_Task input_
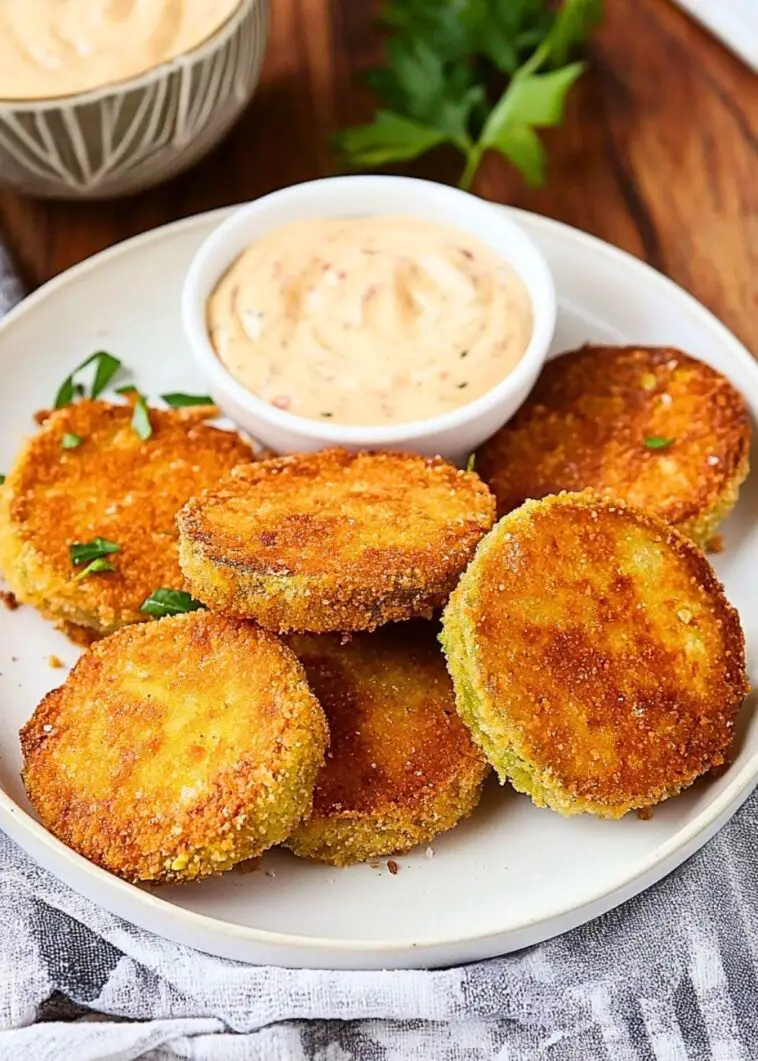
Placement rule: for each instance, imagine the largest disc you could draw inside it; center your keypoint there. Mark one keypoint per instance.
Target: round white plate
(512, 874)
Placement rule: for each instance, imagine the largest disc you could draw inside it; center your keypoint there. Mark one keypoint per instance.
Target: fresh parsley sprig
(85, 552)
(478, 74)
(106, 367)
(164, 602)
(178, 400)
(95, 568)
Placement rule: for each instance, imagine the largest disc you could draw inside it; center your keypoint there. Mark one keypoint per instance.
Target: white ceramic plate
(512, 874)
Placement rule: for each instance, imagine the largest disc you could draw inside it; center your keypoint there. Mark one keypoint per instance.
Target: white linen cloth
(670, 976)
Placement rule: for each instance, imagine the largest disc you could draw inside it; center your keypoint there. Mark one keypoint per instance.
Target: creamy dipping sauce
(369, 320)
(53, 48)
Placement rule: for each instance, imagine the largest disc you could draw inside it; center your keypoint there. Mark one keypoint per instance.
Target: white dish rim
(465, 209)
(665, 858)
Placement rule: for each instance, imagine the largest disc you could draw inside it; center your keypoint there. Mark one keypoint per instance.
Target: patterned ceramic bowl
(125, 137)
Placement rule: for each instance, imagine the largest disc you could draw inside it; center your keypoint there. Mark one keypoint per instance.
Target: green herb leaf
(162, 602)
(443, 61)
(177, 400)
(389, 138)
(140, 418)
(84, 552)
(95, 567)
(106, 367)
(573, 23)
(532, 101)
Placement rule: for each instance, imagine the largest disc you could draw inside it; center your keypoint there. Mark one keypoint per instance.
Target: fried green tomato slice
(333, 540)
(401, 767)
(176, 748)
(595, 656)
(112, 485)
(649, 425)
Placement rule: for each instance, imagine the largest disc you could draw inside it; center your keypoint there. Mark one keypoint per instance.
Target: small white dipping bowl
(453, 434)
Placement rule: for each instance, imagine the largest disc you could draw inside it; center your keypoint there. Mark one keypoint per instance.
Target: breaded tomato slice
(595, 656)
(649, 425)
(333, 540)
(401, 767)
(176, 749)
(112, 485)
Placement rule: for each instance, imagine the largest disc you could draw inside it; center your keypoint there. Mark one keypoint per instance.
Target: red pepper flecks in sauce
(369, 320)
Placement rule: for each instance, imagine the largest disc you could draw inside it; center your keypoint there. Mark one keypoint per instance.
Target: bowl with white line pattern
(125, 137)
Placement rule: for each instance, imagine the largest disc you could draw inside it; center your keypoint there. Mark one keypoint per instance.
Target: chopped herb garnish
(140, 418)
(177, 400)
(106, 367)
(162, 602)
(95, 567)
(84, 552)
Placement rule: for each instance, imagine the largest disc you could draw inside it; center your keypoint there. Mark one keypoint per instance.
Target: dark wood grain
(658, 153)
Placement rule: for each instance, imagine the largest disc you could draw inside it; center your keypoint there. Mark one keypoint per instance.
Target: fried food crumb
(401, 767)
(588, 423)
(538, 638)
(248, 866)
(333, 541)
(117, 486)
(158, 760)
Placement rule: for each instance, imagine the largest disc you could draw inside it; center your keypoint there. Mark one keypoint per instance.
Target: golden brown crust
(175, 749)
(586, 422)
(333, 540)
(401, 766)
(114, 486)
(595, 655)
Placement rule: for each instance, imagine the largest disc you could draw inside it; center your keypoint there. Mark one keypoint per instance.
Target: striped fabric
(669, 976)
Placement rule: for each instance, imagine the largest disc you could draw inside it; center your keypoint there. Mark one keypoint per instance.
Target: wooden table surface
(658, 153)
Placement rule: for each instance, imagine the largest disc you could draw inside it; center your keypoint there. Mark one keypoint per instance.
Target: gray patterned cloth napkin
(670, 976)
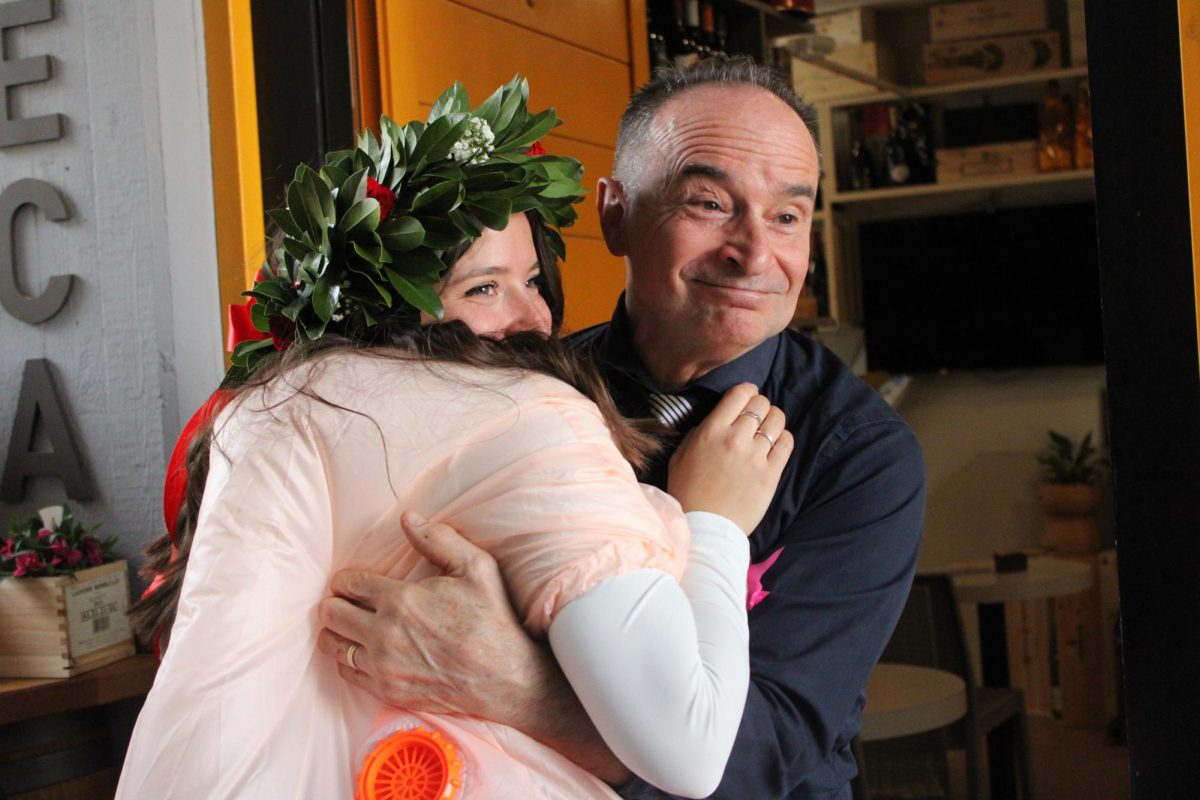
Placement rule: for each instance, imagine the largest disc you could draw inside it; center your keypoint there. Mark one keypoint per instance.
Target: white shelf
(983, 184)
(967, 88)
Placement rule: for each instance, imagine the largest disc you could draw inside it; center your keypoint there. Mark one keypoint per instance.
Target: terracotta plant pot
(1069, 499)
(1071, 527)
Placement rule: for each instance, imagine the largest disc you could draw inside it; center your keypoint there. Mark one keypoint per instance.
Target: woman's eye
(483, 290)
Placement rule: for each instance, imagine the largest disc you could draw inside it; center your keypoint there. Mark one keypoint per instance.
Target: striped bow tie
(670, 409)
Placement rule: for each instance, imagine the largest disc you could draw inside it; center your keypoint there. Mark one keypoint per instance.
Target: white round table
(903, 699)
(1045, 577)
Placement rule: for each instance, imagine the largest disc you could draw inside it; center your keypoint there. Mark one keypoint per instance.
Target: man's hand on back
(451, 644)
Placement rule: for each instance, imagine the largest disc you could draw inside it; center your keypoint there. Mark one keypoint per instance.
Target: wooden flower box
(61, 626)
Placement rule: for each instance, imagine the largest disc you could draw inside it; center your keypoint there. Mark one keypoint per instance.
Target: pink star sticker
(755, 593)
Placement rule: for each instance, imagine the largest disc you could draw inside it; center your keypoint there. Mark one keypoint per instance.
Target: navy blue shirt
(843, 533)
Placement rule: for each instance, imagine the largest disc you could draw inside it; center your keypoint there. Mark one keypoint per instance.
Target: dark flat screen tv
(989, 290)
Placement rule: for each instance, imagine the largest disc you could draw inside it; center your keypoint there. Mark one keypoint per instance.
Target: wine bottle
(1055, 132)
(708, 26)
(1084, 155)
(691, 18)
(659, 52)
(895, 154)
(683, 49)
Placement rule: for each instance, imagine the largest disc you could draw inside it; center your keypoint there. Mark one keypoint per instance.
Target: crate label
(96, 613)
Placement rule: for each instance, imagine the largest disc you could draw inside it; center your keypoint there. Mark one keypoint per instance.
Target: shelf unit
(845, 209)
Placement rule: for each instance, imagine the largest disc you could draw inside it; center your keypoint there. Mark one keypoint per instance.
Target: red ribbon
(241, 329)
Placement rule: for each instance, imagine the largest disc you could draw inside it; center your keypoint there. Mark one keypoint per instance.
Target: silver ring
(766, 435)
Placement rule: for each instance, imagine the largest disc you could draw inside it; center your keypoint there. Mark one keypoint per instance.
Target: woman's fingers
(731, 404)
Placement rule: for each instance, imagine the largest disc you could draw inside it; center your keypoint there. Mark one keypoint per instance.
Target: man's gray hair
(671, 80)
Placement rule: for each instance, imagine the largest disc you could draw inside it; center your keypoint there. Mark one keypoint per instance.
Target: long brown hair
(399, 338)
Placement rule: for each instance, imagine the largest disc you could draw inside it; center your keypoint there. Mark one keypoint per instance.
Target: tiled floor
(1068, 764)
(1077, 764)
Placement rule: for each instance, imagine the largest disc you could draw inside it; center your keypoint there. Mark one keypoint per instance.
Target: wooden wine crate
(982, 18)
(61, 626)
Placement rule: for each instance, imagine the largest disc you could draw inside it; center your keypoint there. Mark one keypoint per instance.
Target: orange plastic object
(415, 764)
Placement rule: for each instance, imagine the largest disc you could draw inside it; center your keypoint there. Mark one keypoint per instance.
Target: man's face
(717, 223)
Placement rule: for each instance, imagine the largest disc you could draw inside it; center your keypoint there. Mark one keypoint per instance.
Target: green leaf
(283, 221)
(269, 290)
(324, 193)
(495, 215)
(419, 263)
(451, 100)
(466, 222)
(430, 136)
(352, 190)
(241, 352)
(438, 198)
(535, 128)
(361, 217)
(508, 109)
(324, 298)
(423, 298)
(400, 234)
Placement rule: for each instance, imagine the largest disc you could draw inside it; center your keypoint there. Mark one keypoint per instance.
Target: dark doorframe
(1150, 336)
(303, 82)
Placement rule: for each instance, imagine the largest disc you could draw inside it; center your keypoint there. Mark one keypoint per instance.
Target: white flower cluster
(475, 143)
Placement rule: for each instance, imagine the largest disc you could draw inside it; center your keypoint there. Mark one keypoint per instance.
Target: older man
(711, 205)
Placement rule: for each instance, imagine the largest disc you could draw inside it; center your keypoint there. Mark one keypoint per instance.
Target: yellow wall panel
(1189, 52)
(233, 114)
(592, 282)
(605, 31)
(426, 46)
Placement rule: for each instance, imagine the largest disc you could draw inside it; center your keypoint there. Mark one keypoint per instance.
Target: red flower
(94, 551)
(64, 553)
(28, 564)
(383, 196)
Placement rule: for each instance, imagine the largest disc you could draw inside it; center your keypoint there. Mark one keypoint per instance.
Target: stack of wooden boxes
(984, 38)
(855, 47)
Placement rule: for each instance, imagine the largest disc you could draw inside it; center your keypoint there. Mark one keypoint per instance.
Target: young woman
(485, 423)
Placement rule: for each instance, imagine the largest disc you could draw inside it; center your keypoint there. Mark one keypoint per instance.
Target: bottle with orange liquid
(1055, 132)
(1084, 156)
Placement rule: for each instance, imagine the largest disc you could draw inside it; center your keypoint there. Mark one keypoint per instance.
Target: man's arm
(453, 644)
(834, 595)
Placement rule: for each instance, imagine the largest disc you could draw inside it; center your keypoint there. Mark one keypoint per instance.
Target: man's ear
(612, 205)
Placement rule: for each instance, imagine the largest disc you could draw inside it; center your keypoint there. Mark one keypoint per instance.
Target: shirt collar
(617, 352)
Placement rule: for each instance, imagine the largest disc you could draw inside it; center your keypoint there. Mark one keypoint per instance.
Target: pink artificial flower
(94, 551)
(28, 564)
(65, 554)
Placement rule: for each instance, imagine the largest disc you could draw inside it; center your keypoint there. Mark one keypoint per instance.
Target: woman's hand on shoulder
(731, 463)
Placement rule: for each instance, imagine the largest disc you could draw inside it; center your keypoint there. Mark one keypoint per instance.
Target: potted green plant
(63, 597)
(1069, 495)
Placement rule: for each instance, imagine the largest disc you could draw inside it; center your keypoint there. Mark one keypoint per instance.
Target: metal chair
(930, 635)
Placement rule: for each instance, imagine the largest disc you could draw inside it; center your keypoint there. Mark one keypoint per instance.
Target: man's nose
(748, 248)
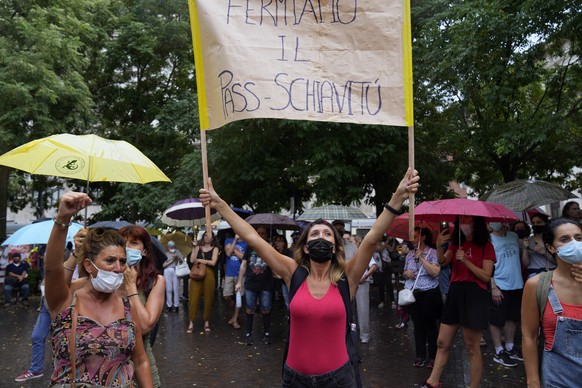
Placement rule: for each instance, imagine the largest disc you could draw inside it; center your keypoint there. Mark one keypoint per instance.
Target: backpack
(297, 280)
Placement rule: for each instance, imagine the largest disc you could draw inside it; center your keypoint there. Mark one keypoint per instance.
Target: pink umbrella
(449, 209)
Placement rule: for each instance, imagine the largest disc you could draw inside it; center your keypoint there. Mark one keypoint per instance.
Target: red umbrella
(399, 227)
(449, 209)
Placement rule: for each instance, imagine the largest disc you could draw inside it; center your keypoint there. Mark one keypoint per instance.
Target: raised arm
(355, 268)
(57, 291)
(281, 264)
(151, 311)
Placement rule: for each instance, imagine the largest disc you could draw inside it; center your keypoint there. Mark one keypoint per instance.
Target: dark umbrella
(272, 221)
(187, 212)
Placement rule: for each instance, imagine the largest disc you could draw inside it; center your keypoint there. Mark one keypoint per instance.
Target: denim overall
(562, 364)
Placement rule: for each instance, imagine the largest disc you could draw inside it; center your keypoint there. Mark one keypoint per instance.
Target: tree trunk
(4, 172)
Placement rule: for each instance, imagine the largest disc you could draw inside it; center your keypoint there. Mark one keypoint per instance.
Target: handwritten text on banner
(325, 60)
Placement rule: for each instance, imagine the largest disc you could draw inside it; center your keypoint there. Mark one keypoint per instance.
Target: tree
(42, 89)
(502, 82)
(143, 82)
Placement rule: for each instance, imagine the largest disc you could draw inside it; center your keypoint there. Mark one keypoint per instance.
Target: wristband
(392, 210)
(61, 224)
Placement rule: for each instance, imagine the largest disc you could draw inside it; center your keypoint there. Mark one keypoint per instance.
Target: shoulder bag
(198, 271)
(406, 296)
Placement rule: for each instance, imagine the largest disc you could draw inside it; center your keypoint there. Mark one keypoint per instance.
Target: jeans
(341, 377)
(24, 291)
(264, 297)
(39, 334)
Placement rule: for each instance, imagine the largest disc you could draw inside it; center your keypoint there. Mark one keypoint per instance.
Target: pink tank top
(317, 339)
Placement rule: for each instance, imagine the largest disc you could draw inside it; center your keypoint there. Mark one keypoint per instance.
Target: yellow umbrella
(87, 157)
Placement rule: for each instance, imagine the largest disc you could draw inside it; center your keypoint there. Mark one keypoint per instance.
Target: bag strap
(417, 276)
(299, 276)
(297, 280)
(73, 340)
(542, 290)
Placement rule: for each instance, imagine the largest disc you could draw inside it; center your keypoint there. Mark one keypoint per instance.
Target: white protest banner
(324, 60)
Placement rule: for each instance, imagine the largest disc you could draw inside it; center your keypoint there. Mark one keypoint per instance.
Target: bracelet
(392, 210)
(61, 224)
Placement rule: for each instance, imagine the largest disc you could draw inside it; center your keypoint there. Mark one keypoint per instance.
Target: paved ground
(221, 359)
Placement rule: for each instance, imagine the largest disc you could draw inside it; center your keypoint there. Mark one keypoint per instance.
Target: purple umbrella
(187, 212)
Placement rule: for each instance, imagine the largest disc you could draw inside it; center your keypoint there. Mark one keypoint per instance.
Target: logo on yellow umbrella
(69, 164)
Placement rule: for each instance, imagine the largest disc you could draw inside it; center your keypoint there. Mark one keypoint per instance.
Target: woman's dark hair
(567, 207)
(428, 236)
(480, 232)
(542, 216)
(148, 273)
(549, 233)
(338, 260)
(526, 227)
(213, 242)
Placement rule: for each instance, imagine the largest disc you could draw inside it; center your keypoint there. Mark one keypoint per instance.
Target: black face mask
(320, 250)
(521, 233)
(538, 228)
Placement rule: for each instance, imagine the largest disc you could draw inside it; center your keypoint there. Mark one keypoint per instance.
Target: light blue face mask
(571, 252)
(133, 256)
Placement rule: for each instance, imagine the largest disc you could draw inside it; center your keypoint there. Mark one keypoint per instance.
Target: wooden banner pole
(205, 176)
(411, 195)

_Problem description_
Extract every line of the material above that contains the string "cloth". Matching is case-sensitive.

_Output of the task_
Target: white linen cloth
Target: gray patterned cloth napkin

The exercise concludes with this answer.